## [Exercise aim]
The lines to be copied run from the one containing "the white flower" to the end of the material below; reproduce them exactly, including both ends, and nothing more.

Records of labeled points
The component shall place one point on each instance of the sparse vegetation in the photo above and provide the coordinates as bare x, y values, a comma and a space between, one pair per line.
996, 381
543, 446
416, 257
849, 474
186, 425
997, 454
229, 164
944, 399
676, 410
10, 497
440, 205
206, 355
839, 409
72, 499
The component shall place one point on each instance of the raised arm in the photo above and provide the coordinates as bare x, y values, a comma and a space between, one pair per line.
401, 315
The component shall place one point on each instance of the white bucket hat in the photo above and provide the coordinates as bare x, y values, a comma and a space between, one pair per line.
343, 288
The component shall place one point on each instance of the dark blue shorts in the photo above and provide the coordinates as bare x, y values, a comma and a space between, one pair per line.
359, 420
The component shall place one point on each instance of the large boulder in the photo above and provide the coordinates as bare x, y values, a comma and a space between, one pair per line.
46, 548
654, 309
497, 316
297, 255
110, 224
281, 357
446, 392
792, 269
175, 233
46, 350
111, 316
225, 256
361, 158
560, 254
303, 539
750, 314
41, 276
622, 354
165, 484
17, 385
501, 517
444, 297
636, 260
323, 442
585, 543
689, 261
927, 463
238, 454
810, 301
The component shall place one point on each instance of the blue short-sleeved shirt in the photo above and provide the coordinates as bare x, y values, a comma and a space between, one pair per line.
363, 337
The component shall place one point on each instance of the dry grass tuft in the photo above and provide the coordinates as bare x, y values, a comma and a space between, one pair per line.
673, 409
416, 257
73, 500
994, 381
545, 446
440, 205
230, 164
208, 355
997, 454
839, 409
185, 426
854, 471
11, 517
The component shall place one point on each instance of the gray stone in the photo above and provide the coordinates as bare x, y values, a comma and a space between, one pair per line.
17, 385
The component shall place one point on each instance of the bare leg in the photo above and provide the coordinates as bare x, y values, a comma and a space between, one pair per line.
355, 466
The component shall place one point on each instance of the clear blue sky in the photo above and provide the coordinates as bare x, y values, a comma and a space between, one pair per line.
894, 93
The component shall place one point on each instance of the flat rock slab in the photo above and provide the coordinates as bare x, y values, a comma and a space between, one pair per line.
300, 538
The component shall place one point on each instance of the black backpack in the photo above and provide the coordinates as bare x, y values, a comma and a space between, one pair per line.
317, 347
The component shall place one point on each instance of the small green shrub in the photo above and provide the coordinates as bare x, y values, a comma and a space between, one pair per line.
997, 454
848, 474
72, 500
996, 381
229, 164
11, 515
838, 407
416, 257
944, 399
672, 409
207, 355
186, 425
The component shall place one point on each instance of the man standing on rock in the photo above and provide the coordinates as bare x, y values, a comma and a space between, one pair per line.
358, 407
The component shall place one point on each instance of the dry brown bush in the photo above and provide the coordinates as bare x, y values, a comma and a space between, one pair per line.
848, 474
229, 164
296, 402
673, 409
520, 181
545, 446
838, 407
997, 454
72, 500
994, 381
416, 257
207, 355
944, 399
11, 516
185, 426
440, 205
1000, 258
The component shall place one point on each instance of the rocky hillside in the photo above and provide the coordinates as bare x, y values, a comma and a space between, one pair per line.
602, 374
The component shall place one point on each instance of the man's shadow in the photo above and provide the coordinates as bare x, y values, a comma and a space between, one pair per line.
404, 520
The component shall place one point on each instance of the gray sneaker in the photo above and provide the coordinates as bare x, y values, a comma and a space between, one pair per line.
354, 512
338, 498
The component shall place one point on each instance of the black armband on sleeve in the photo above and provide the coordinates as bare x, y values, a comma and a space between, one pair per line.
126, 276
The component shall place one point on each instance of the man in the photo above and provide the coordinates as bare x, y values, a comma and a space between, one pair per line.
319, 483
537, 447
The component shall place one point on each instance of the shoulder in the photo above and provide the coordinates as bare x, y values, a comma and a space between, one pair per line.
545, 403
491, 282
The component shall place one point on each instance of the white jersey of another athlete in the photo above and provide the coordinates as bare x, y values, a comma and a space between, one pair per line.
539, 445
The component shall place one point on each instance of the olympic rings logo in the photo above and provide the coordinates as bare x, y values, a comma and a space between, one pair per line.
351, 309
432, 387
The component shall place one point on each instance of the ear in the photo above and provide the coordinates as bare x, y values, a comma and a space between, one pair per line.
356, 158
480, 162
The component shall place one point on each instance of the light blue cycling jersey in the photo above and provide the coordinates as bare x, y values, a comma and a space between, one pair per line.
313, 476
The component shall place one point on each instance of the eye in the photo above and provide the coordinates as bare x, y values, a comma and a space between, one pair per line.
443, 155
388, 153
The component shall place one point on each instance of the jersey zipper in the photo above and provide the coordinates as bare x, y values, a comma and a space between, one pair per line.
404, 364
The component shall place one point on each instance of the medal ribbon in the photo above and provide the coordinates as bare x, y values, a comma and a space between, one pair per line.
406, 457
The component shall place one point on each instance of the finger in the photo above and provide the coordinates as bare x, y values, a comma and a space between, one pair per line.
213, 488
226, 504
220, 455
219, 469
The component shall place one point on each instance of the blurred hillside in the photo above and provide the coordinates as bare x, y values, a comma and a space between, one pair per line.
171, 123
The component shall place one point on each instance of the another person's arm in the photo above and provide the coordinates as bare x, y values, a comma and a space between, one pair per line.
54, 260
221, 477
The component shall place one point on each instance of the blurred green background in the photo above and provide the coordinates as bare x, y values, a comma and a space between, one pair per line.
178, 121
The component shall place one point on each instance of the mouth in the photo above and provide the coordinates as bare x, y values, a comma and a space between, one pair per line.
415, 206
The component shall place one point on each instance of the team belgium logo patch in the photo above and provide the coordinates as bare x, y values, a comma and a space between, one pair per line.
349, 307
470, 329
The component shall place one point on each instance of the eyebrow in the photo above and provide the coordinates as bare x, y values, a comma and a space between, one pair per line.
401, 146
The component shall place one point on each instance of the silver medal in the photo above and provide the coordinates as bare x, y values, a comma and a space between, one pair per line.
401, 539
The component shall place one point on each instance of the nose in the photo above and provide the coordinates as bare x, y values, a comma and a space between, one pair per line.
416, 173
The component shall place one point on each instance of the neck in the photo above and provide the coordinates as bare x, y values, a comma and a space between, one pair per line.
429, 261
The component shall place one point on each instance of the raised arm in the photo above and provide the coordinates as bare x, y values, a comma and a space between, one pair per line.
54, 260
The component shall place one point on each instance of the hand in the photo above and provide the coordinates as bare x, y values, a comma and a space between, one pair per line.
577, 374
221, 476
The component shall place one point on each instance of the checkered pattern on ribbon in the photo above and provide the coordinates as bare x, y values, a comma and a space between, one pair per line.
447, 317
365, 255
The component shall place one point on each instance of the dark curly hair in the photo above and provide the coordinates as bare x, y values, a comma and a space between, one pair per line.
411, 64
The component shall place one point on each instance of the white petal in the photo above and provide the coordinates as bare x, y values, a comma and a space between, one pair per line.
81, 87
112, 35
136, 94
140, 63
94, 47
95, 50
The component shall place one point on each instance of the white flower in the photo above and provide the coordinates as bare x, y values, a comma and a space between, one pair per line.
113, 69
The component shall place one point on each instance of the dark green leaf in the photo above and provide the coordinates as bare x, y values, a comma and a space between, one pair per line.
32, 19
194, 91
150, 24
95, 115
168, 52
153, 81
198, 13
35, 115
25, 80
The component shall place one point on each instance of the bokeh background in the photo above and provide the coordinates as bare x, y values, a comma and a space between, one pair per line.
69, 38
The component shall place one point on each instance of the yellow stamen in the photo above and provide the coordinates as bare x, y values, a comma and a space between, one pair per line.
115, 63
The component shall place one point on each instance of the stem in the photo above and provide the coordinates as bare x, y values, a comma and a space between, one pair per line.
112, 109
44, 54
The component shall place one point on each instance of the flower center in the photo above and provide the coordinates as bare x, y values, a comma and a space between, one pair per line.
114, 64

## [Full response]
The component shall place one point on each instance of the white flower in the photo above and provide the coordinates as bare x, y values, a comma and a space between, one pair per line.
113, 69
The component shall place one point on each instance of the dark green leaf in the photo above and provide the coordinates as bare x, y values, a comma and a space between, one pair per line.
32, 19
194, 91
150, 24
95, 115
168, 52
153, 81
198, 13
35, 115
25, 80
The component shall place one point on each instance of the bokeh background in the photo above and provide the coordinates as bare x, y values, a comma and a space between, one pair per line.
69, 38
The component shall place one point on each instance of the yellow stamen in the photo above and provide the coordinates as bare x, y values, a comma and a space between, one pair per line.
115, 63
The component shall place one point on each instance of the stem in the photo above and provide the coordinates as bare x, y values, a comma and a space between, one pair per line.
112, 109
44, 54
The component shall place one point on each instance of the flower center in the photo above and provide the coordinates as bare x, y values, a comma and a space between, one pair per line.
114, 64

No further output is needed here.